Dati estratti da una raccolta:
──────────────────────────────

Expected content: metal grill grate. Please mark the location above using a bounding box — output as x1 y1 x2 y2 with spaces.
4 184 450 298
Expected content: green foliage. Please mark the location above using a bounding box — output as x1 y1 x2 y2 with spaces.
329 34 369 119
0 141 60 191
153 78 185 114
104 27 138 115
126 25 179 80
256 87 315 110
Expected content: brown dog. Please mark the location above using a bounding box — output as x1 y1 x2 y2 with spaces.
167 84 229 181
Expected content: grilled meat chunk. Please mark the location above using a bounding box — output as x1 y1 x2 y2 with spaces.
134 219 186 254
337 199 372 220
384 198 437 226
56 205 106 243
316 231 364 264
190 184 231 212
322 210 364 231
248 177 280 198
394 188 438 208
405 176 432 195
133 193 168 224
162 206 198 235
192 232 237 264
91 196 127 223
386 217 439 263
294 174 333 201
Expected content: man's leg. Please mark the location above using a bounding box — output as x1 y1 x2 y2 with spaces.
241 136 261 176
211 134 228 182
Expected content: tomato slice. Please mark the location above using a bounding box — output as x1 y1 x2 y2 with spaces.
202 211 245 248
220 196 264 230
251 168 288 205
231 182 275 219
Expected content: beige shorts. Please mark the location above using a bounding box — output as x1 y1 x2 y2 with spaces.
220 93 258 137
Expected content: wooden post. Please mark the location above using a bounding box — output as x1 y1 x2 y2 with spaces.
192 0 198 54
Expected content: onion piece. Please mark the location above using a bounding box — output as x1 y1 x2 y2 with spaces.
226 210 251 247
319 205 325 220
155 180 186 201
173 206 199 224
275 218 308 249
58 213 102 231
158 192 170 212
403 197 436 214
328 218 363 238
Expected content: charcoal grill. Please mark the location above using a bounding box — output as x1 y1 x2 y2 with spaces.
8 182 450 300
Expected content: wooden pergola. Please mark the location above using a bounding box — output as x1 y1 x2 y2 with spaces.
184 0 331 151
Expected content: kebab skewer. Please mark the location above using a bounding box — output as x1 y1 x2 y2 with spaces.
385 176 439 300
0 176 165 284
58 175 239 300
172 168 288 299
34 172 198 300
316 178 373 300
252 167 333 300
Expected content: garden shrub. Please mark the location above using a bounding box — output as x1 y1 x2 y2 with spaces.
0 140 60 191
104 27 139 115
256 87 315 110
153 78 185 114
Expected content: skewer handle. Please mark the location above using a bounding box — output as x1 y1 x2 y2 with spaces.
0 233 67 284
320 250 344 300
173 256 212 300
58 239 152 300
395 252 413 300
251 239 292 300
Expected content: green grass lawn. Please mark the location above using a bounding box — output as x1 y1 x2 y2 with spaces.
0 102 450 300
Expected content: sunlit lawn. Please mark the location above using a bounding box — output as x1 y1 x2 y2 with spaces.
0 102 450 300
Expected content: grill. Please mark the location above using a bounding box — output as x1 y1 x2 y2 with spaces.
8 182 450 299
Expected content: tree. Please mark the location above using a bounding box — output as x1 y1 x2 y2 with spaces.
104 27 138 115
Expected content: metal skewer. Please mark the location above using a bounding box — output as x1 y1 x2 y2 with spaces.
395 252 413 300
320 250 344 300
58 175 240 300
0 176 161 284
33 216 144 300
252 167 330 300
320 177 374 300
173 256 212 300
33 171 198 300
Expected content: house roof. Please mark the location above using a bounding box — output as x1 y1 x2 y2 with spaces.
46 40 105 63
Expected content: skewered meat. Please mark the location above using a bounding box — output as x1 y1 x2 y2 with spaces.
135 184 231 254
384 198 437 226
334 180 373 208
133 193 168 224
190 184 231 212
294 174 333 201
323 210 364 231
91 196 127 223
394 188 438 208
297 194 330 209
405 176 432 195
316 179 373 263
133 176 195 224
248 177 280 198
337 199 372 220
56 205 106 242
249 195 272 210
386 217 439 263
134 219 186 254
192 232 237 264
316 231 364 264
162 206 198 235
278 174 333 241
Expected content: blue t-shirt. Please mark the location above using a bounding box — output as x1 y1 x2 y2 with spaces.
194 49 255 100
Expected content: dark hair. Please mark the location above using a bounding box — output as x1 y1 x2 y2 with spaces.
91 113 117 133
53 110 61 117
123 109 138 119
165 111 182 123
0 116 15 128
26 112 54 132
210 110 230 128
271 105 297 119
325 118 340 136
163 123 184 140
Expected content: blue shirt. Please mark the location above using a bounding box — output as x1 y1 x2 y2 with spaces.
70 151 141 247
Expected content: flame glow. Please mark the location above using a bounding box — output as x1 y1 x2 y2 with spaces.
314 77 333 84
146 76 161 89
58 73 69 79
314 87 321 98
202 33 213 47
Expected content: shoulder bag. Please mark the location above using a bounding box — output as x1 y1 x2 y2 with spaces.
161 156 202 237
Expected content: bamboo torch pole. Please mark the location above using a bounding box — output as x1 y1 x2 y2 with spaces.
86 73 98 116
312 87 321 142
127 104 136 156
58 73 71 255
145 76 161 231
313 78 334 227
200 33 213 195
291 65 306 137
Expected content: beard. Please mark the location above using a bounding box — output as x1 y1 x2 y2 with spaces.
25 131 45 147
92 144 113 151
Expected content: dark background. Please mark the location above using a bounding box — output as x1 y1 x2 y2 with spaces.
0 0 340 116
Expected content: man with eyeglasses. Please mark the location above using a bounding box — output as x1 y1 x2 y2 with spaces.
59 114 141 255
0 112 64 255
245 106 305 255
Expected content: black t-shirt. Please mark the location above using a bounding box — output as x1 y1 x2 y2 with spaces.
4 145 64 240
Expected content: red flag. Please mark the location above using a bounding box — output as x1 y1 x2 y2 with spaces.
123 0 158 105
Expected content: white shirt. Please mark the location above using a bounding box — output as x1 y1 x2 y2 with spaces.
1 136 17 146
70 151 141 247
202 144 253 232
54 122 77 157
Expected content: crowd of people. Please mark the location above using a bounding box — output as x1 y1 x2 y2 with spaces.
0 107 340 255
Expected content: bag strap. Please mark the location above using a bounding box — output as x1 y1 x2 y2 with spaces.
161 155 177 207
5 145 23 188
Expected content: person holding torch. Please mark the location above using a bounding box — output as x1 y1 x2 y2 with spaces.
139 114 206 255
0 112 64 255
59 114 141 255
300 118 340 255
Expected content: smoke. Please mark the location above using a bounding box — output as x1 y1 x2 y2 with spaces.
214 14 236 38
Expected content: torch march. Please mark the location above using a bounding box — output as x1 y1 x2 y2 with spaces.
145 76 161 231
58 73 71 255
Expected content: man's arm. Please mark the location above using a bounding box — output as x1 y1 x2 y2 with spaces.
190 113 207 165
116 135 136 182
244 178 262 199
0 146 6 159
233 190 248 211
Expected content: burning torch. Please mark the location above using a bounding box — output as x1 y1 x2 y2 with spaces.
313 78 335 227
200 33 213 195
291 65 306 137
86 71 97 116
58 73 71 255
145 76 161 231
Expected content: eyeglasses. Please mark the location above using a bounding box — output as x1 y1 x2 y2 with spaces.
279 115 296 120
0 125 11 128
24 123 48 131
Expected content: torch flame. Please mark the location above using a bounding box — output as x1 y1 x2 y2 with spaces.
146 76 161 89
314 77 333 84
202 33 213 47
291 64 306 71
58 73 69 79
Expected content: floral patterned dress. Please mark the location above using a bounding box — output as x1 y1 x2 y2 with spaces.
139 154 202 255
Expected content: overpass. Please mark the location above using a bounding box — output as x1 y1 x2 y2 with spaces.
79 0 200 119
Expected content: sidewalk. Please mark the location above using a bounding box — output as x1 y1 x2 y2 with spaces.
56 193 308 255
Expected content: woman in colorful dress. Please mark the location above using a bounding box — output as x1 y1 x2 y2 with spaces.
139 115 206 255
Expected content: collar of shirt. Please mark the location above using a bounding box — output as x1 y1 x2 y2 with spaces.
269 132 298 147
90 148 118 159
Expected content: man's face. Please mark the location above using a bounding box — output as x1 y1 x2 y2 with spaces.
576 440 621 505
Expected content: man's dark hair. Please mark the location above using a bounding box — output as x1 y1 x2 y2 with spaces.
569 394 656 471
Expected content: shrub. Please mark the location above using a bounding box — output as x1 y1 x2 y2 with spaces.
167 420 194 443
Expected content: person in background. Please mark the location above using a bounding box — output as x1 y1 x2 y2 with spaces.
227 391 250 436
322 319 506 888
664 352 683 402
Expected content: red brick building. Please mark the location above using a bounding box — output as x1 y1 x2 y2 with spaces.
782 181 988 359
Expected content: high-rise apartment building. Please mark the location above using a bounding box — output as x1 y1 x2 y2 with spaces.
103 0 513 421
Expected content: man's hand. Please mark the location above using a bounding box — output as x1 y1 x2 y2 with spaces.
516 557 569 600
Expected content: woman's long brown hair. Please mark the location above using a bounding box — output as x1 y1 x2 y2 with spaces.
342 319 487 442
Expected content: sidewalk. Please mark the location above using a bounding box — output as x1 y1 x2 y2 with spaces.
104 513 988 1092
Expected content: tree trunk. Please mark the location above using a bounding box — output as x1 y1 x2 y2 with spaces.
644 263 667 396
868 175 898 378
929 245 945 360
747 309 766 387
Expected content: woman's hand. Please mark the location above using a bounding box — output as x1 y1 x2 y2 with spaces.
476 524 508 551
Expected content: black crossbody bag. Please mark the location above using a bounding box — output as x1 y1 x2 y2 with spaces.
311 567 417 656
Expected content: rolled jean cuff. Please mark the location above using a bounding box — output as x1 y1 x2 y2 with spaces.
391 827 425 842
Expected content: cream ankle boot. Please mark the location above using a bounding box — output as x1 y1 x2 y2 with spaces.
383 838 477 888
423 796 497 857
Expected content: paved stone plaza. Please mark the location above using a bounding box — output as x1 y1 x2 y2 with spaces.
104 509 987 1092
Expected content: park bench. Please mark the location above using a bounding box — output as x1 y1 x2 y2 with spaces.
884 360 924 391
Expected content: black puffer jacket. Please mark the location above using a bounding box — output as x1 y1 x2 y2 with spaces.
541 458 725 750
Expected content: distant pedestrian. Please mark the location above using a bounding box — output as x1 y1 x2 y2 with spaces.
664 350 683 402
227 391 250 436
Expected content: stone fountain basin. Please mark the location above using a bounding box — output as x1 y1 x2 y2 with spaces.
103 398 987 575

──────────────────────────────

ISTRUZIONI DA SEGUIRE: Per favore, filtra l'elenco qui sopra e riporta ogni riga che contiene la parola "building". Maiuscole e minuscole contano.

RISPOSTA CORRETTA:
Expected content: red brick building. Please mark the location above using a bounding box — output as x1 y1 x2 y2 with spaces.
Expected content: high-rise apartment building. Please mark the location above using a bounding box — output as x1 y1 x2 y2 with spaces.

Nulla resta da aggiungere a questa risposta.